Para Chéjov, parafraseando a Alberto Savinio, son los hombres los que tienen que contar su historia. La Historia, esa que se escribe con hache mayúscula, no importa demasiado, y es imposible hacerse la más mínima idea leyendo su obra. Parece decir que esta es solo la suma de muchas vidas, y que todo lo demás solo tiene importancia en la medida que afecta a estas. En estos años, el humor empezará a dejar a menudo lugar a la tristeza o, al menos, a la duda. Incluso en sus textos más alegres, tendrán ese contrapeso. Como un reflejo, una sombra, una pequeña duda.

Sus personajes rara vez hablan de ellos directamente, sino más bien por aquello que les atormenta, y que en buena medida podrían ser sus problemas con las mujeres, esos seres extraños, misteriosos, considerados inferiores las más de las veces (pero casi siempre triunfantes), y con el que uno lleva todas las de perder. Antón Chéjov traza un verdadero tratado de usos y costumbres a través de ellas, y estaríamos tentados a trazar un “mujeres, instrucciones de uso”, si no fuera porque la conclusión es que son incomprensibles. Es más, inexplicables.

- [Datos guardados]:
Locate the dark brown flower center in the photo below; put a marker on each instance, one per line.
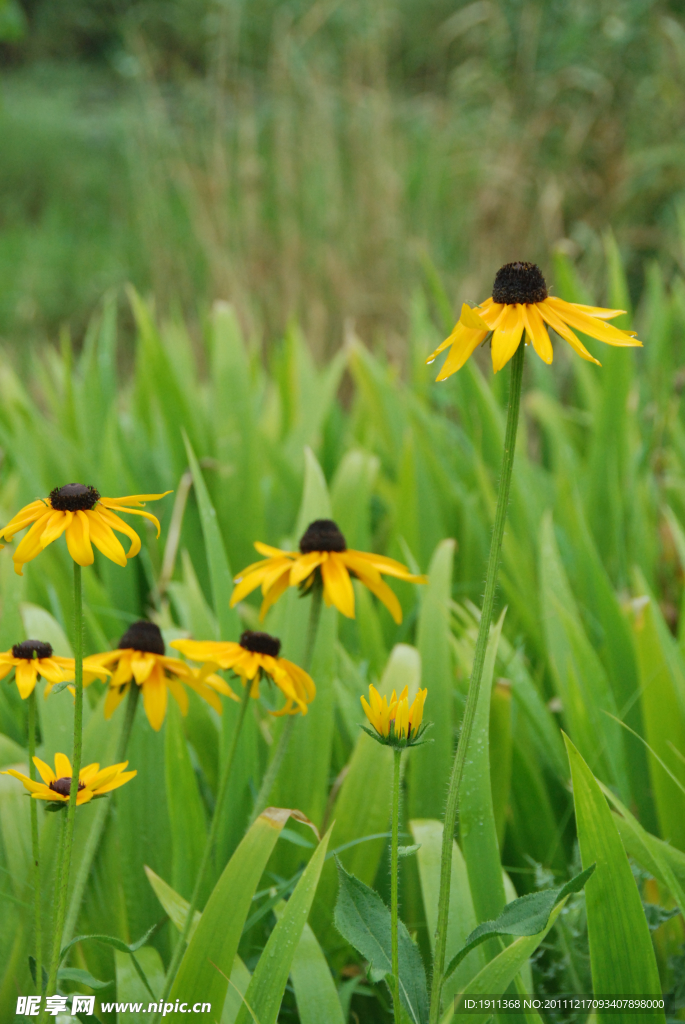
(74, 498)
(323, 535)
(519, 283)
(143, 636)
(260, 643)
(32, 648)
(63, 785)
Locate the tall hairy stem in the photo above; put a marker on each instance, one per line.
(35, 848)
(476, 675)
(62, 877)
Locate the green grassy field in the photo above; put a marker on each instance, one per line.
(301, 199)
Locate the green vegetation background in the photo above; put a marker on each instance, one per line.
(304, 159)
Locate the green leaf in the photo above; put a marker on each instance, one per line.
(264, 993)
(525, 915)
(175, 905)
(661, 698)
(434, 644)
(219, 569)
(315, 992)
(129, 986)
(622, 954)
(210, 954)
(364, 920)
(498, 975)
(82, 978)
(462, 918)
(361, 809)
(476, 814)
(186, 813)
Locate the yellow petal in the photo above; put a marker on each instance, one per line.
(78, 540)
(26, 675)
(55, 526)
(507, 336)
(45, 771)
(469, 317)
(120, 526)
(337, 585)
(538, 333)
(104, 540)
(155, 700)
(115, 696)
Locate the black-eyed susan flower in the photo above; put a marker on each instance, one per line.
(395, 722)
(254, 657)
(520, 302)
(56, 784)
(324, 555)
(140, 659)
(32, 658)
(84, 517)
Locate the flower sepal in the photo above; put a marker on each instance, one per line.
(397, 742)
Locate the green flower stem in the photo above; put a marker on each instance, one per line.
(99, 820)
(209, 851)
(476, 675)
(62, 878)
(287, 731)
(397, 754)
(35, 848)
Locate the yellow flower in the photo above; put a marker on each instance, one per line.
(84, 517)
(255, 655)
(380, 713)
(56, 784)
(394, 721)
(32, 658)
(140, 657)
(324, 551)
(520, 302)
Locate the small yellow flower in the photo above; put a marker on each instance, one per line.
(380, 713)
(394, 721)
(140, 658)
(56, 784)
(32, 658)
(255, 655)
(520, 302)
(85, 518)
(324, 551)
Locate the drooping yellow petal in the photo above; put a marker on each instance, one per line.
(465, 342)
(276, 590)
(28, 514)
(142, 665)
(55, 526)
(45, 771)
(538, 333)
(374, 583)
(337, 585)
(178, 693)
(555, 322)
(50, 670)
(26, 675)
(104, 540)
(30, 546)
(112, 520)
(305, 565)
(591, 326)
(115, 696)
(78, 540)
(155, 699)
(507, 336)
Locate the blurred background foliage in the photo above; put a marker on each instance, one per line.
(308, 160)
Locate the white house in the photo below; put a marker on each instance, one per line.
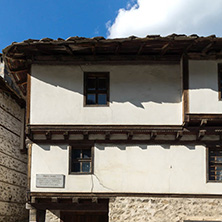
(122, 129)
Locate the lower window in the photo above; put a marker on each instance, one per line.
(81, 159)
(215, 164)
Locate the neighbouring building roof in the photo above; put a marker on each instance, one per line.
(80, 50)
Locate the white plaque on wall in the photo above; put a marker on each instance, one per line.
(50, 180)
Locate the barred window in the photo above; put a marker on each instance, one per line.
(215, 164)
(96, 88)
(81, 159)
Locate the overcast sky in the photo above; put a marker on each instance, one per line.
(146, 17)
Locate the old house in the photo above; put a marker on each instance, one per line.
(13, 160)
(122, 129)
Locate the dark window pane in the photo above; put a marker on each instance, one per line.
(102, 84)
(76, 167)
(91, 99)
(102, 99)
(85, 166)
(76, 153)
(86, 153)
(91, 84)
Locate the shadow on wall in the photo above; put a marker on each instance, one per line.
(127, 85)
(49, 147)
(141, 146)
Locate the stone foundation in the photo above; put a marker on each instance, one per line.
(13, 164)
(133, 209)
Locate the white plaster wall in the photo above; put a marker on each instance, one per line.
(203, 87)
(124, 168)
(148, 94)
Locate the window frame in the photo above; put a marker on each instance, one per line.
(209, 165)
(220, 81)
(96, 74)
(82, 147)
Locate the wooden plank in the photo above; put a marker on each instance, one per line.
(29, 166)
(185, 84)
(107, 195)
(28, 98)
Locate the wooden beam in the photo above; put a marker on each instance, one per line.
(29, 166)
(93, 48)
(28, 99)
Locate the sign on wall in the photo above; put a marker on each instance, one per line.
(50, 180)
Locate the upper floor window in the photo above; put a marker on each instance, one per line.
(220, 81)
(81, 159)
(215, 164)
(96, 88)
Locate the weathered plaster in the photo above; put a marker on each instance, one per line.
(146, 94)
(203, 87)
(125, 168)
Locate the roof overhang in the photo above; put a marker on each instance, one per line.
(77, 50)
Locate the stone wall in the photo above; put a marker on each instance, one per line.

- [Preguntas de estudio]:
1. Reproduce sin cambios el fragmento del texto sobre Chéjov que empieza en las palabras "Sus personajes rara" y termina justo después de "Es más, inexplicables.".
2. Por favor, prosigue el texto sobre Chéjov a partir de su última oración.

- [Respuestas dadas]:
1.
Sus personajes rara vez hablan de ellos directamente, sino más bien por aquello que les atormenta, y que en buena medida podrían ser sus problemas con las mujeres, esos seres extraños, misteriosos, considerados inferiores las más de las veces (pero casi siempre triunfantes), y con el que uno lleva todas las de perder. Antón Chéjov traza un verdadero tratado de usos y costumbres a través de ellas, y estaríamos tentados a trazar un “mujeres, instrucciones de uso”, si no fuera porque la conclusión es que son incomprensibles. Es más, inexplicables.

2.
El hombre es ese ser entregado a la bebida, a los rangos sociales, a cotorrear, a hablar de lo más elevado (y para llegar ahí el vodka es más importante que el espíritu), y a correr detrás de las mujeres (o delante, según esté o no casado… o viceversa). Ser físico al que todo le afecta y para el que cualquier cosa es un problema en potencia. Ya puede tratarse de un campesino o de un príncipe. Las cuestiones morales (porque el hombre chejoviano es un ser moral) acabarán con él.

Solo la infancia será otra cosa, porque a esas edades aún desconocen lo que les llevará a la perdición, y a ellos dedicará no pocos relatos en este tiempo, que irán desde la jovialidad de Los niños hasta la profunda tristeza de Vanka, relato de una brevedad sobrecogedora y que vendrá a ahondar en aquellos otros en los que el escritor nos entrega unas historias sombrías, en las que no habrá ni el más mínimo rayo de luz, el más mínimo signo de esperanza (Tristeza, Desdicha,…).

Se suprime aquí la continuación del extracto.